Region pointing data:
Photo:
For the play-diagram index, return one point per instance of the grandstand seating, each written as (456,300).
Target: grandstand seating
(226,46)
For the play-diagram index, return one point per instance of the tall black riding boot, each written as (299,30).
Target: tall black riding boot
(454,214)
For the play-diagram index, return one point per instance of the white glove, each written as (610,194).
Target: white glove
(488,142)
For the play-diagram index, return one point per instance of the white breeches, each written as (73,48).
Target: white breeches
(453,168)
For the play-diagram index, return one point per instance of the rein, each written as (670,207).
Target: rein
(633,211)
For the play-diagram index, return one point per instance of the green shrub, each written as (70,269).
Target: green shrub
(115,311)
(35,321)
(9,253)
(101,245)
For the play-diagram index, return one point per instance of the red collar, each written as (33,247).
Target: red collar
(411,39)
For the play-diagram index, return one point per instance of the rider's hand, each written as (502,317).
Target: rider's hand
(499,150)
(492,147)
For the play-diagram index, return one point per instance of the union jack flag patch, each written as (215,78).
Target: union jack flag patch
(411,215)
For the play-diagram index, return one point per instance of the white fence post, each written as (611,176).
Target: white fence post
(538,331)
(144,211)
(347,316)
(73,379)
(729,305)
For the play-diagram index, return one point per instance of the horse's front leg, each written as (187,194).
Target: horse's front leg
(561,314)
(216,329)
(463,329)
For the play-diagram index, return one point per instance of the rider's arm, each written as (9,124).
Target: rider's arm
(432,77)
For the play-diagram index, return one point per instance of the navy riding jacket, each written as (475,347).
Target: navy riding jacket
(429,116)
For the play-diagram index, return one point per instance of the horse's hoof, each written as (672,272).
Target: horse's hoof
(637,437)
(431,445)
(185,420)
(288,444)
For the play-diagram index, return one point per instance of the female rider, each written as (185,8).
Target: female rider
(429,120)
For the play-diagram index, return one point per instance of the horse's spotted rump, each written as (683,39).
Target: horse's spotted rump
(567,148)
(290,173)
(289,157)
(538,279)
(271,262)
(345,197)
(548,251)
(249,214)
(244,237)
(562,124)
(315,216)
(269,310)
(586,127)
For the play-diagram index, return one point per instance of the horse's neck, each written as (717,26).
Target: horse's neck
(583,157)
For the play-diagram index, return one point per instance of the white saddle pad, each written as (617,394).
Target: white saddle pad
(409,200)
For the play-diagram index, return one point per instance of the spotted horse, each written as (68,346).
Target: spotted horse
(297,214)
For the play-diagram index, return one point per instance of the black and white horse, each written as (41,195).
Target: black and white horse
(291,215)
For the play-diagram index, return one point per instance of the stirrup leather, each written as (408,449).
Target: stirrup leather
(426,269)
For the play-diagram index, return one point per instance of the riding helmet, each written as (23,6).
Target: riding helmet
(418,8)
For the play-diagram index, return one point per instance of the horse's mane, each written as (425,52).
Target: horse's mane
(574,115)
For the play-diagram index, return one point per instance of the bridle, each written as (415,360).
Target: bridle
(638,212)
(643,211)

### Work request
Please copy only these lines, exactly: the first line of the records through the line containing "written as (299,30).", ends included.

### Answer area
Photo:
For the play-diagram index, return one point per instance of the grandstand seating, each written as (456,300).
Target: grandstand seating
(226,46)
For the play-diagram index, return one point per instance of the tall black riding boot, each written as (299,30).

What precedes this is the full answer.